Orhan Pamuk'un yakında yayımlanacak yeni fotoğraf kitabı 'Turuncu' dünyanın saygın medya organlarıyla aynı anda T24'te. Pamuk'un kitabı için yazdığı önsözü ve bir grup fotoğrafı yayımlıyoruz...
Orhan Pamuk’un önsözü:
İstanbul’da ev içi ve sokak lambalarının son on yılda sarıdan beyaza doğru yavaş yavaş renk değiştirdiğini ilk ne zaman fark ettim? Altmış altı yıldır yaşadığım şehrin gece manzarasının yavaş yavaş değiştiği anlamına geliyordu bu. Tıpkı yaşlanmak , siyasal dönüşüm ya da iklim değişimi gibi insan böyle bir şeyi çok açık bir şekilde ilk ne zaman farkettiğini hatırlamaz bile.
Çocukluğumda, gençliğimde beyaz ışık, “florasan” lambalarından dağılan soğuk bir şeydi... Hastahanelerde, depolarda, fabrikalarda, bekleme salonları ve buzdolaplarının içinde yaşardı. Kötülük gibi, uzak durmalıydık beyaz ışıktan. Bizi mutsuz edebilir ve yanıltabilirdi. 1960 ve 70’lerde kumaşçı dükkânlarında yanan beyaz florasan lambaların yanıltıcı etkisinden çıkabilmek ve perdelik kumaşın asıl rengini görebilmek için annem kumaş rulosunu bir tezgâhtarın yardımıyla sokağa çıkarır, güneş ışığında bakardı ona.
Sinsice yayılan beyaz ışık ve turuncu ışığın kayboluşuyla kafam meşgulken, birgün köşedeki eski bakkala gittim ve 75 wattlık bir ampul istedim. Yaşlı bakkalın bana verdiği ampul kutusunun üzerini okudum.
“Bu beyaz!” dedim. “Niye?”
“Artık herkes bunu alıyor,” dedi bakkal. “Bunlar daha ucuz.”

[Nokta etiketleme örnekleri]
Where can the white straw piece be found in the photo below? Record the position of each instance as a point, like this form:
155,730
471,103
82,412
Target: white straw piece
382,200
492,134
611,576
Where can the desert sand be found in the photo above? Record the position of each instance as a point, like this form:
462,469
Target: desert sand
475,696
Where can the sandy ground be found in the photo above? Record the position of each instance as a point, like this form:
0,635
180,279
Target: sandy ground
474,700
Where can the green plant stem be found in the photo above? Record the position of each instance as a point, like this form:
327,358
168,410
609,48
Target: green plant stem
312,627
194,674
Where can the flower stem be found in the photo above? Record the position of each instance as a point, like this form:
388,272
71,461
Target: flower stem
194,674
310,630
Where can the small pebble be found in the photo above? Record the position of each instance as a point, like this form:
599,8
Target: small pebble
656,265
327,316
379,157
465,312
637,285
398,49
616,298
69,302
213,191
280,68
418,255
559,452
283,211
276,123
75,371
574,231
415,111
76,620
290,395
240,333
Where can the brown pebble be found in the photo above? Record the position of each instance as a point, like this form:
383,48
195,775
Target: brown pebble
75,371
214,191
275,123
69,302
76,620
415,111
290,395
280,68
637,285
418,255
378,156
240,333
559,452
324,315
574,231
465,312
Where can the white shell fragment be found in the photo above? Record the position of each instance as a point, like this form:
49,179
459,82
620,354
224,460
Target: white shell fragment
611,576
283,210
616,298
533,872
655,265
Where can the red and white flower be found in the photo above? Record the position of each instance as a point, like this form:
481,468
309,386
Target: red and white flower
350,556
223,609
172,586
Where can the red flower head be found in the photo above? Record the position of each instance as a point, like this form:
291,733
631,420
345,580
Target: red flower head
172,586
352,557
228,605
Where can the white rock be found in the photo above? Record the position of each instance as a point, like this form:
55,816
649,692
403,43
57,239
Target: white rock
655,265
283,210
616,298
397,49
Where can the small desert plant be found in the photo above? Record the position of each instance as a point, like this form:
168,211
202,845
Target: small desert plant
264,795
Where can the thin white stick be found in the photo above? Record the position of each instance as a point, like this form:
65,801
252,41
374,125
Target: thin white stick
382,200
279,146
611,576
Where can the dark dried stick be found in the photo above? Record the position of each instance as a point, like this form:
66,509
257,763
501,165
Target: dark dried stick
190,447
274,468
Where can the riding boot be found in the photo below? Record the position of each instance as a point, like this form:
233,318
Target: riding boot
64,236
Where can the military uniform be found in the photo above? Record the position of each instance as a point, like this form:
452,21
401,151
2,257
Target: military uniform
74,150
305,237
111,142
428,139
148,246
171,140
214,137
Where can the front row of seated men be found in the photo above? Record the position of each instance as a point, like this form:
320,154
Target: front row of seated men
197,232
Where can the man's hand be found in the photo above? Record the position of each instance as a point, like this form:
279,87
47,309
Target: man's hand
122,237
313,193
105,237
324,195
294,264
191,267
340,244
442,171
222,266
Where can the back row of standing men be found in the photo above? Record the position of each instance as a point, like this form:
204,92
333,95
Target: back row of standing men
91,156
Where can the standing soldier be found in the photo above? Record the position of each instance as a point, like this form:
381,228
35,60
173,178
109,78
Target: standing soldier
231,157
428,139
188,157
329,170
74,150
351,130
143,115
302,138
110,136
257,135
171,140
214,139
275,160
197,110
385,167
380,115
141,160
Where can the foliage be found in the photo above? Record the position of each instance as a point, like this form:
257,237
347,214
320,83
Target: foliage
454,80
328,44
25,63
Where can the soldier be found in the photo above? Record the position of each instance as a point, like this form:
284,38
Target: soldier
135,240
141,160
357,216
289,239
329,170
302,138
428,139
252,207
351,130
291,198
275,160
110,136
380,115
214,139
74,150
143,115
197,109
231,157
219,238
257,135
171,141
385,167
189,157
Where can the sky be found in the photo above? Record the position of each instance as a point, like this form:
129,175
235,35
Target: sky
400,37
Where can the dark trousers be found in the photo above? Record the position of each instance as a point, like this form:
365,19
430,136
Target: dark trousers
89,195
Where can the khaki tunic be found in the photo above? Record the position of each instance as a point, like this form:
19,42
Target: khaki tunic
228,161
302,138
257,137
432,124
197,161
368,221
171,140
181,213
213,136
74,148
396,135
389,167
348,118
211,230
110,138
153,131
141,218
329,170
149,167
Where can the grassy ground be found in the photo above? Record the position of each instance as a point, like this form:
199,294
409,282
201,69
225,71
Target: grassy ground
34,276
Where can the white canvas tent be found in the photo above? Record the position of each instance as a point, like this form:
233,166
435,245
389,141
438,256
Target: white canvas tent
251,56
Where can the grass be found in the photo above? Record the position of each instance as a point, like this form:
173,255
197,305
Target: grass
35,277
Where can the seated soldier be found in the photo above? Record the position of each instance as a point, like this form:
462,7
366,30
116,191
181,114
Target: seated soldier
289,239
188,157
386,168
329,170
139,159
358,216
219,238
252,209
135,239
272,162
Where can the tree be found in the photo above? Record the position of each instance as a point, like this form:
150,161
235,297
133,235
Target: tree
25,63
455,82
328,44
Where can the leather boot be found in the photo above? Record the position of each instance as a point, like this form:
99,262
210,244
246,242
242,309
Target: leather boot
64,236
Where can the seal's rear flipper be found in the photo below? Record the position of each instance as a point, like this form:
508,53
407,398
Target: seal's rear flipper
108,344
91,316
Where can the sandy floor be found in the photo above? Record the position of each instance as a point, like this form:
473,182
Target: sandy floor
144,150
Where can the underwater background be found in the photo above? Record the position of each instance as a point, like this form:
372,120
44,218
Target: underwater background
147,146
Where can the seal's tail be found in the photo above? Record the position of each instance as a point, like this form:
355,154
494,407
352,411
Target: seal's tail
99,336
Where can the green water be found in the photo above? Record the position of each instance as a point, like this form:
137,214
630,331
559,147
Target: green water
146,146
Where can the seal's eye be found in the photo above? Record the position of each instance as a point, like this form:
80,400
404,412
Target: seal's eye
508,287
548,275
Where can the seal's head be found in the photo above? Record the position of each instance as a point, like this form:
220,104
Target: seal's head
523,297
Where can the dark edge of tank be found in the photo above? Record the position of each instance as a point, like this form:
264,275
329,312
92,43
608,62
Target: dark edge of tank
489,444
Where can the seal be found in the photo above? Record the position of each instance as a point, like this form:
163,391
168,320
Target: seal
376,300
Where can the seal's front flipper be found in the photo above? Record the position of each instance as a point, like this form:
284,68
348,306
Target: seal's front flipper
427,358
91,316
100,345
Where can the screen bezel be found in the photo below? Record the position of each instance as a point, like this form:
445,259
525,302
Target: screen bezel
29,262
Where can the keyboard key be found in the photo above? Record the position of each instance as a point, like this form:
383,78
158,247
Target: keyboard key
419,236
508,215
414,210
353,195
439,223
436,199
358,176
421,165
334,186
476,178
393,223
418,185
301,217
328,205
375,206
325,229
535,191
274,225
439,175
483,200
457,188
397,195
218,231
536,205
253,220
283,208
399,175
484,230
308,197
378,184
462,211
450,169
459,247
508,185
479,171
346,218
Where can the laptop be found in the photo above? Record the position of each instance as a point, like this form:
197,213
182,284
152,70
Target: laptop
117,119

■ **Kısa Problem**: Metin parçasına göre yazarın çocukluğunda ve gençliğinde beyaz ışık hangi yerlerde yaşardı?

■ **Tamamlanmış Alıştırma**: Hastahanelerde, depolarda, fabrikalarda, bekleme salonlarında ve buzdolaplarının içinde.